:: Stated task ::
Please copy the entries again, starting with the line with "Pick out the chrome" and going on through the end of the entries, and swap "chrome faucet" for "sink faucet" while leaving everything else unchanged.

** Start **

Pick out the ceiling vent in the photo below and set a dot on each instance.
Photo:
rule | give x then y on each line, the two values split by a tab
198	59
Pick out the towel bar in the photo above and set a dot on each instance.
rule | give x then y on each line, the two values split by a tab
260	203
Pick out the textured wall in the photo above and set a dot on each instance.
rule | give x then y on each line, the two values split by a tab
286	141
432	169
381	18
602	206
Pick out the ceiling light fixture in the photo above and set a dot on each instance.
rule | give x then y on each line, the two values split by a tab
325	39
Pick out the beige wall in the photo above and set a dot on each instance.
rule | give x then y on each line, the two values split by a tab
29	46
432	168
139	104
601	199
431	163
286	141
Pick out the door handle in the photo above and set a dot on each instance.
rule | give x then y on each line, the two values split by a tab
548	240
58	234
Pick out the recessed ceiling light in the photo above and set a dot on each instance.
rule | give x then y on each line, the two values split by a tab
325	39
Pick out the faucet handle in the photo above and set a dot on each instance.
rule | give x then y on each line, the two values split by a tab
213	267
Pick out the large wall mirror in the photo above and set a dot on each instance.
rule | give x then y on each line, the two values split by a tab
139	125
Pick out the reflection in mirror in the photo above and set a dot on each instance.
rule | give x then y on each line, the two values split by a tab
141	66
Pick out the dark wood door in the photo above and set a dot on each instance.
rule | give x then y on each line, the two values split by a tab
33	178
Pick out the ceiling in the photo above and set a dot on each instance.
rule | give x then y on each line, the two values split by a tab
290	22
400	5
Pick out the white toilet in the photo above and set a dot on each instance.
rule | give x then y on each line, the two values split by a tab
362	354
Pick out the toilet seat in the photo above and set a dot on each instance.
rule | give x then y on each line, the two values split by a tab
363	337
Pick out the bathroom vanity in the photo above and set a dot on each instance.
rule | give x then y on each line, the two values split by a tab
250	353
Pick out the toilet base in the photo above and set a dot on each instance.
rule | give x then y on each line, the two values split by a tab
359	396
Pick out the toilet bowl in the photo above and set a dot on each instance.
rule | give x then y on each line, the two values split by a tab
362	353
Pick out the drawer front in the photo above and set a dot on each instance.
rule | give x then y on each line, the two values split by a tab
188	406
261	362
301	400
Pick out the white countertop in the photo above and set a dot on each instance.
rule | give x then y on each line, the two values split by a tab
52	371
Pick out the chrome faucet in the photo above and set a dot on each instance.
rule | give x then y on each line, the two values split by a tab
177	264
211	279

** End **

:: The reply ::
Pick out the sink faucet in the photo above and set a dot on each instance.
rule | give x then y on each line, the two values split by a tab
177	264
211	279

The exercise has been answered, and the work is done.